Assignment A
In the alignment data description, how long is the transcript sequence in the example line?
Assignment B
Please output the part of the alignment data description between "This states that" and "the line format.", inclusive.

Excerpted text
The alignment data

lines.eds.all.Z      (6.8 Mb)

The alignment data is represented in a parseable form where the matches between a transcript sequence and a gene sequence are described in a single line of text. By way of example consider the line:

IDB60003.est_663601     c(3..184):e1(1..183 183)i1(1..1 2721),c(183..305):i1(2721..2721 2721)e2(1..117 117)i2(1..2 886),c(304..356):e3(1..52 91),381   N[1,2](2719,-2,-2),N[2,3](884,-2,-2),

This states that the gene IDB60003 (the accession, position, gene structure etc are given as part of the gene data) matches with the transcript est_663601 (an EST with Gene Index 663601). The transcript bases 3 to 184 match with the gene starting at posiiton 1 of exon 1 (as annotated and with the annotated exon being 183 nucleotides in length), and ending at position 1 in intron 1 - which is 2721 nucleotides in length. The next match to the transcript covers bases 183 to 305, and matches from the last nulceotide of intron 1 to the second nucleotide of intron 2. And so on. The final field in this second part of the line is the length of the transcript sequence (381 nucleotides in this case). See here for a more technical description of the line format.

Data section
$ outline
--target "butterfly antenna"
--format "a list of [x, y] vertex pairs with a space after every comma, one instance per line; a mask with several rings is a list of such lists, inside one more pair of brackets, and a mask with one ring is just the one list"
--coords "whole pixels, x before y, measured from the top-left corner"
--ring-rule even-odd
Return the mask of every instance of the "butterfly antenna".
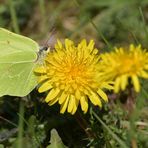
[[45, 46], [48, 46], [48, 44], [52, 41], [55, 34], [56, 34], [56, 29], [55, 29], [55, 27], [52, 27], [50, 30], [50, 33], [48, 35], [48, 38], [45, 41], [45, 44], [44, 44]]

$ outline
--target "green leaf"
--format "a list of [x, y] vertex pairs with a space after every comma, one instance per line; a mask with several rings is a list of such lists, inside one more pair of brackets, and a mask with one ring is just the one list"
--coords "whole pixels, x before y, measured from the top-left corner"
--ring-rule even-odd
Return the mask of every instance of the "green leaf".
[[0, 96], [26, 96], [35, 88], [38, 51], [35, 41], [0, 28]]
[[50, 145], [47, 146], [47, 148], [67, 148], [60, 136], [58, 135], [58, 132], [56, 131], [56, 129], [52, 129], [51, 130], [51, 138], [50, 138]]

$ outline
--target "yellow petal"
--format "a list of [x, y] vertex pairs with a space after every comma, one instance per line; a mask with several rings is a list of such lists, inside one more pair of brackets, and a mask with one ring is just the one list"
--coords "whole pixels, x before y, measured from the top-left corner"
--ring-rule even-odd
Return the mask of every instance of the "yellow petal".
[[99, 89], [97, 91], [97, 93], [102, 97], [102, 99], [105, 101], [105, 102], [108, 102], [108, 97], [106, 95], [106, 93], [102, 90], [102, 89]]
[[139, 84], [138, 77], [137, 77], [136, 75], [133, 75], [133, 76], [132, 76], [132, 82], [133, 82], [135, 91], [136, 91], [136, 92], [139, 92], [139, 91], [140, 91], [140, 84]]
[[36, 73], [46, 73], [46, 68], [44, 66], [36, 67], [34, 69], [34, 72], [36, 72]]
[[90, 50], [90, 52], [92, 52], [92, 50], [94, 49], [94, 45], [95, 45], [94, 41], [90, 40], [90, 42], [87, 46], [87, 48]]
[[80, 98], [81, 98], [81, 92], [80, 92], [79, 90], [76, 90], [75, 96], [76, 96], [76, 98], [77, 98], [78, 100], [80, 100]]
[[142, 70], [140, 72], [140, 76], [147, 79], [148, 78], [148, 73], [146, 71]]
[[120, 90], [120, 77], [117, 77], [114, 85], [114, 92], [118, 93]]
[[106, 89], [112, 90], [112, 89], [114, 89], [114, 86], [112, 86], [112, 85], [110, 85], [110, 84], [108, 84], [108, 83], [104, 83], [104, 84], [102, 85], [102, 88], [106, 88]]
[[75, 105], [75, 97], [73, 95], [71, 95], [69, 97], [69, 103], [68, 103], [68, 109], [67, 111], [70, 113], [72, 112], [73, 108], [74, 108], [74, 105]]
[[60, 113], [63, 114], [66, 111], [69, 102], [69, 96], [67, 96], [66, 101], [61, 105]]
[[84, 111], [84, 113], [86, 113], [88, 110], [88, 99], [86, 96], [81, 96], [80, 104], [81, 104], [82, 111]]
[[49, 81], [46, 81], [39, 87], [38, 91], [39, 91], [39, 93], [42, 93], [42, 92], [47, 91], [51, 88], [53, 88], [51, 83]]
[[54, 105], [57, 101], [59, 100], [59, 98], [58, 97], [56, 97], [56, 98], [54, 98], [53, 100], [51, 100], [49, 103], [48, 103], [48, 105]]
[[42, 81], [47, 80], [47, 79], [48, 79], [47, 75], [42, 75], [39, 77], [38, 83], [41, 83]]
[[67, 94], [63, 91], [61, 96], [59, 97], [59, 104], [63, 104], [67, 98]]
[[126, 85], [127, 85], [127, 80], [128, 80], [128, 77], [126, 75], [121, 76], [121, 89], [122, 90], [125, 90]]
[[71, 112], [72, 115], [75, 114], [75, 112], [77, 111], [78, 105], [79, 105], [79, 100], [75, 99], [74, 100], [73, 110]]
[[87, 43], [86, 40], [83, 39], [79, 44], [78, 44], [78, 49], [86, 48]]
[[67, 51], [69, 51], [69, 49], [71, 48], [71, 46], [73, 46], [74, 43], [73, 41], [69, 40], [69, 39], [65, 39], [65, 48]]
[[60, 93], [60, 89], [58, 89], [58, 88], [52, 89], [52, 90], [48, 93], [47, 97], [45, 98], [45, 101], [46, 101], [46, 102], [51, 101], [52, 99], [54, 99], [55, 97], [57, 97], [57, 95], [58, 95], [59, 93]]
[[92, 92], [91, 95], [89, 95], [89, 99], [94, 105], [102, 107], [100, 97], [96, 93]]

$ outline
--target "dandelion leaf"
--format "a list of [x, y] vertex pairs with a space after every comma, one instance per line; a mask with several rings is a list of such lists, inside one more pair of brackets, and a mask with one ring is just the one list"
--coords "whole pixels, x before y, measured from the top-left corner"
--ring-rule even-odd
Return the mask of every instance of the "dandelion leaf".
[[30, 38], [0, 28], [0, 96], [26, 96], [34, 89], [38, 50]]
[[56, 131], [56, 129], [51, 130], [50, 145], [48, 145], [47, 148], [67, 148], [63, 144], [60, 136], [58, 135], [58, 132]]

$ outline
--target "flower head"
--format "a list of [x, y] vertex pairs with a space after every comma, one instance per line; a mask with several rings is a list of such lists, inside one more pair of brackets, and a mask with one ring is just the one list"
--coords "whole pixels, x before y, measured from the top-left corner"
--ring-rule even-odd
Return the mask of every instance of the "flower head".
[[130, 45], [129, 49], [115, 48], [102, 54], [102, 65], [106, 75], [115, 81], [114, 91], [125, 90], [130, 82], [136, 92], [140, 91], [138, 77], [148, 78], [148, 52], [141, 45]]
[[102, 88], [111, 86], [100, 77], [99, 60], [93, 40], [88, 45], [82, 40], [78, 46], [68, 39], [65, 45], [58, 40], [55, 50], [47, 54], [45, 64], [35, 69], [41, 83], [38, 91], [48, 91], [45, 101], [49, 105], [58, 102], [61, 113], [67, 109], [74, 114], [79, 103], [86, 113], [88, 100], [101, 107], [101, 98], [108, 101]]

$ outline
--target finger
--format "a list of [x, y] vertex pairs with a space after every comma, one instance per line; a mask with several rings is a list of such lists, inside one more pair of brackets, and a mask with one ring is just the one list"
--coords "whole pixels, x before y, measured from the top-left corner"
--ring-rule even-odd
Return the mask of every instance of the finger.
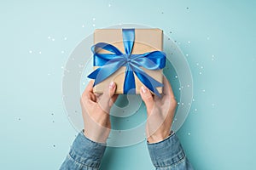
[[174, 94], [173, 94], [173, 91], [172, 91], [172, 86], [169, 82], [169, 81], [167, 80], [167, 78], [164, 76], [164, 89], [163, 89], [163, 92], [164, 92], [164, 94], [165, 95], [167, 95], [171, 98], [174, 98]]
[[151, 92], [146, 87], [142, 86], [141, 90], [140, 90], [140, 94], [142, 96], [143, 100], [144, 101], [144, 103], [146, 105], [148, 114], [150, 114], [152, 108], [154, 106], [154, 104]]
[[[113, 103], [113, 98], [117, 98], [114, 97], [114, 93], [115, 93], [115, 89], [116, 89], [116, 84], [114, 82], [111, 82], [110, 84], [108, 85], [108, 87], [106, 87], [101, 99], [99, 101], [99, 105], [102, 107], [102, 109], [108, 113], [110, 107], [112, 106]], [[111, 102], [110, 102], [111, 101]]]
[[82, 94], [83, 99], [90, 99], [95, 100], [95, 95], [93, 94], [93, 81], [90, 81], [88, 85], [86, 86], [84, 91]]

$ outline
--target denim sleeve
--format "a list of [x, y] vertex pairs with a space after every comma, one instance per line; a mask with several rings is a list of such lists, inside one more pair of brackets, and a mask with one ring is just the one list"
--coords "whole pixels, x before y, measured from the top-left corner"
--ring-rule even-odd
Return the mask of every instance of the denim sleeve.
[[148, 149], [156, 170], [193, 169], [174, 133], [163, 141], [154, 144], [148, 143]]
[[106, 144], [87, 139], [80, 132], [71, 146], [61, 170], [98, 170]]

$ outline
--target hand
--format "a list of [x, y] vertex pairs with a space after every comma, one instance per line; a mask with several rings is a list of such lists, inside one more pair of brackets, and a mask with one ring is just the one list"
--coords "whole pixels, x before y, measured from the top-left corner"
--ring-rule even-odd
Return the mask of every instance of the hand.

Written reply A
381 nucleotides.

Written reply B
This states that the gene IDB60003 (the accession, position, gene structure etc are given as part of the gene data) matches with the transcript est_663601 (an EST with Gene Index 663601). The transcript bases 3 to 184 match with the gene starting at posiiton 1 of exon 1 (as annotated and with the annotated exon being 183 nucleotides in length), and ending at position 1 in intron 1 - which is 2721 nucleotides in length. The next match to the transcript covers bases 183 to 305, and matches from the last nulceotide of intron 1 to the second nucleotide of intron 2. And so on. The final field in this second part of the line is the length of the transcript sequence (381 nucleotides in this case). See here for a more technical description of the line format.